— BEGIN —

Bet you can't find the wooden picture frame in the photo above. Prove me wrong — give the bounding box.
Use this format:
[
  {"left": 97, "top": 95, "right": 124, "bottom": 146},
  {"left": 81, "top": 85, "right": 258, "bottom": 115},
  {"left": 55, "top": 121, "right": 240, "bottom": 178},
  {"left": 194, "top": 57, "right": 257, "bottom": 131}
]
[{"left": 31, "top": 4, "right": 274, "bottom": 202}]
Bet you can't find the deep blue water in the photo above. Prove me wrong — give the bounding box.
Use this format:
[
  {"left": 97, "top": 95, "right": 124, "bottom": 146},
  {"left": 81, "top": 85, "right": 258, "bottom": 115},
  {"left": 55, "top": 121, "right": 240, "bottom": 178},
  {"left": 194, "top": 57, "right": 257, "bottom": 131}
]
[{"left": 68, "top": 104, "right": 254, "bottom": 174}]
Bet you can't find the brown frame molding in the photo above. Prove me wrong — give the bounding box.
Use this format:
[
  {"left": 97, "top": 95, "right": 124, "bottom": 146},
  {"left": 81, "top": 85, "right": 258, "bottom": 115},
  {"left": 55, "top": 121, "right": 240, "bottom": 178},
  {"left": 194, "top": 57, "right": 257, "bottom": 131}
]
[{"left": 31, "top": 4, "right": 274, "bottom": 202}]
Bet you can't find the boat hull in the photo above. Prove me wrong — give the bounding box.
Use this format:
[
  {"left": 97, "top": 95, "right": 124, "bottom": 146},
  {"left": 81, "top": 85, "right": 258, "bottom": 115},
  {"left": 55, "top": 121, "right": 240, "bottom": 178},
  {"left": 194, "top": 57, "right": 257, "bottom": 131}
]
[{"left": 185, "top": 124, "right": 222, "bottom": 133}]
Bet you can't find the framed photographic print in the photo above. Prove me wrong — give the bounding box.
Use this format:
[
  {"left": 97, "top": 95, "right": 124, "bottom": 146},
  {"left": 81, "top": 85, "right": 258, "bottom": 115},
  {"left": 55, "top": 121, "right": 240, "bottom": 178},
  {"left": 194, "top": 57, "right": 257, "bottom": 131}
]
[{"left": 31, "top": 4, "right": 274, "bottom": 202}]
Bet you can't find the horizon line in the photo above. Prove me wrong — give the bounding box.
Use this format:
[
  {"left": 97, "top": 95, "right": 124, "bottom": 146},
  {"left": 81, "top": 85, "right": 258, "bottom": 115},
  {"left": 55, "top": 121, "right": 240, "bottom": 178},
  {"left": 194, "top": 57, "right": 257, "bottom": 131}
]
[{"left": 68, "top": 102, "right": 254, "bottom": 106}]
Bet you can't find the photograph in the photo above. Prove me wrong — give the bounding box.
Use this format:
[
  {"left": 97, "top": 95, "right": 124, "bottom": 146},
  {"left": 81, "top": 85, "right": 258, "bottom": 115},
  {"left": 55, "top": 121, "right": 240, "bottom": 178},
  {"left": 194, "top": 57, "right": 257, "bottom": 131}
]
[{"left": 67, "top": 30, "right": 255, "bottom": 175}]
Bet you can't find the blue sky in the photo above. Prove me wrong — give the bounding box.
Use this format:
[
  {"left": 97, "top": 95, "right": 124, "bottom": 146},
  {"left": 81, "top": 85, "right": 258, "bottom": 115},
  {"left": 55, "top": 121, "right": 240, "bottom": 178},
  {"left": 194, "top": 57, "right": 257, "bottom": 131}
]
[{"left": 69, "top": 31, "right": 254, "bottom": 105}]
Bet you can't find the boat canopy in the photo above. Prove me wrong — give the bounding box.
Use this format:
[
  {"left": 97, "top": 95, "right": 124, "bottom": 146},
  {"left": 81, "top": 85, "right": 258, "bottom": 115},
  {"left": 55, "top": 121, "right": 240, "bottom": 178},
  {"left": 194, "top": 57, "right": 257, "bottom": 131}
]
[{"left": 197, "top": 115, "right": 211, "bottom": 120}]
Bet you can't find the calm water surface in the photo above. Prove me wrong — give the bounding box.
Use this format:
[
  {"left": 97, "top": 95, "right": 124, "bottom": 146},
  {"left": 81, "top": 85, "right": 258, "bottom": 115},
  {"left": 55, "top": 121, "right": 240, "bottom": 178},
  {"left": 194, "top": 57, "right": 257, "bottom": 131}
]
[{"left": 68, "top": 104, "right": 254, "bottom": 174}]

— END —

Instructions to follow:
Convert the records above into a JSON array of strings with one string per line, covering every record and omitting any blank lines.

Answer to the problem:
[
  "Bet you can't find the wooden picture frame in the photo above. Prove me wrong — give the bounding box.",
  "Use this format:",
  "[",
  "  {\"left\": 97, \"top\": 95, \"right\": 124, \"bottom\": 146},",
  "  {\"left\": 81, \"top\": 85, \"right\": 258, \"bottom\": 115},",
  "  {\"left\": 55, \"top\": 121, \"right\": 240, \"bottom\": 178},",
  "  {\"left\": 194, \"top\": 57, \"right\": 257, \"bottom\": 131}",
  "]",
  "[{\"left\": 31, \"top\": 4, \"right\": 274, \"bottom\": 202}]",
  "Bet you can't find the deep blue water in the photo above. Prove me wrong — give the bounding box.",
  "Use this format:",
  "[",
  "  {\"left\": 97, \"top\": 95, \"right\": 124, \"bottom\": 146},",
  "  {\"left\": 81, \"top\": 85, \"right\": 258, \"bottom\": 115},",
  "  {\"left\": 55, \"top\": 121, \"right\": 240, \"bottom\": 178},",
  "  {\"left\": 194, \"top\": 57, \"right\": 257, \"bottom\": 131}",
  "]",
  "[{\"left\": 68, \"top\": 104, \"right\": 254, \"bottom\": 174}]",
  "Bet you can't find the brown frame molding in the photo above. Prove me wrong — give the bounding box.",
  "Use this format:",
  "[",
  "  {\"left\": 97, \"top\": 95, \"right\": 124, \"bottom\": 146},",
  "  {\"left\": 81, \"top\": 85, \"right\": 258, \"bottom\": 115},",
  "  {\"left\": 55, \"top\": 121, \"right\": 240, \"bottom\": 178},",
  "  {\"left\": 194, \"top\": 57, \"right\": 257, \"bottom\": 131}",
  "]",
  "[{\"left\": 31, \"top\": 4, \"right\": 274, \"bottom\": 202}]",
  "Bet you can't find the boat hull in the photo above. Prove me wrong — give the bounding box.",
  "Use this format:",
  "[",
  "  {\"left\": 97, \"top\": 95, \"right\": 124, \"bottom\": 146},",
  "  {\"left\": 81, \"top\": 85, \"right\": 258, \"bottom\": 115},",
  "  {\"left\": 55, \"top\": 121, \"right\": 240, \"bottom\": 178},",
  "  {\"left\": 194, \"top\": 57, \"right\": 257, \"bottom\": 131}",
  "]",
  "[{\"left\": 185, \"top\": 124, \"right\": 222, \"bottom\": 133}]",
  "Bet you can't find the framed photographic print in the photo above. Prove me wrong — give the bounding box.",
  "Use this format:",
  "[",
  "  {\"left\": 97, \"top\": 95, \"right\": 124, \"bottom\": 146},",
  "  {\"left\": 81, \"top\": 85, \"right\": 258, \"bottom\": 115},",
  "  {\"left\": 55, \"top\": 121, \"right\": 240, \"bottom\": 178},",
  "  {\"left\": 194, \"top\": 57, \"right\": 257, \"bottom\": 131}",
  "]",
  "[{\"left\": 31, \"top\": 4, \"right\": 274, \"bottom\": 202}]",
  "Bet you can't find the horizon line in the photo above. Prove me wrong — give the bounding box.",
  "Use this format:",
  "[",
  "  {\"left\": 97, \"top\": 95, \"right\": 124, \"bottom\": 146},",
  "  {\"left\": 81, \"top\": 85, \"right\": 258, \"bottom\": 115},",
  "  {\"left\": 55, \"top\": 121, \"right\": 240, \"bottom\": 178},",
  "  {\"left\": 194, \"top\": 57, \"right\": 257, \"bottom\": 131}",
  "]",
  "[{\"left\": 68, \"top\": 102, \"right\": 254, \"bottom\": 106}]",
  "Bet you can't find the photograph in the photo above. Prove me wrong — give the bounding box.",
  "Use this format:",
  "[",
  "  {\"left\": 97, \"top\": 95, \"right\": 124, \"bottom\": 146},",
  "  {\"left\": 81, \"top\": 85, \"right\": 258, \"bottom\": 115},",
  "  {\"left\": 55, \"top\": 121, \"right\": 240, \"bottom\": 178},",
  "  {\"left\": 194, \"top\": 57, \"right\": 257, \"bottom\": 131}",
  "]",
  "[{\"left\": 67, \"top\": 30, \"right\": 255, \"bottom\": 175}]",
  "Bet you can't find the blue sky in the photo above. Prove me wrong — give the bounding box.",
  "Use this format:",
  "[",
  "  {\"left\": 97, \"top\": 95, \"right\": 124, \"bottom\": 146},",
  "  {\"left\": 81, \"top\": 85, \"right\": 258, \"bottom\": 115},",
  "  {\"left\": 55, \"top\": 121, \"right\": 240, \"bottom\": 178},",
  "  {\"left\": 194, \"top\": 57, \"right\": 257, \"bottom\": 131}",
  "]",
  "[{\"left\": 69, \"top\": 31, \"right\": 254, \"bottom\": 105}]",
  "Bet you can't find the boat canopy in the photo above. Prove me wrong — give the bounding box.",
  "Use this format:",
  "[",
  "  {\"left\": 97, \"top\": 95, \"right\": 124, \"bottom\": 146},",
  "  {\"left\": 81, \"top\": 85, \"right\": 258, \"bottom\": 115},",
  "  {\"left\": 55, \"top\": 121, \"right\": 240, \"bottom\": 178},",
  "  {\"left\": 194, \"top\": 57, \"right\": 257, \"bottom\": 131}",
  "]",
  "[{\"left\": 197, \"top\": 115, \"right\": 211, \"bottom\": 120}]",
  "Bet you can't find the calm water surface in the photo above. Prove me wrong — give the bounding box.",
  "Use this format:",
  "[",
  "  {\"left\": 97, \"top\": 95, \"right\": 124, \"bottom\": 146},",
  "  {\"left\": 81, \"top\": 85, \"right\": 258, \"bottom\": 115},",
  "  {\"left\": 55, \"top\": 121, \"right\": 240, \"bottom\": 178},",
  "  {\"left\": 194, \"top\": 57, \"right\": 257, \"bottom\": 131}",
  "]",
  "[{\"left\": 68, \"top\": 104, \"right\": 254, \"bottom\": 174}]"
]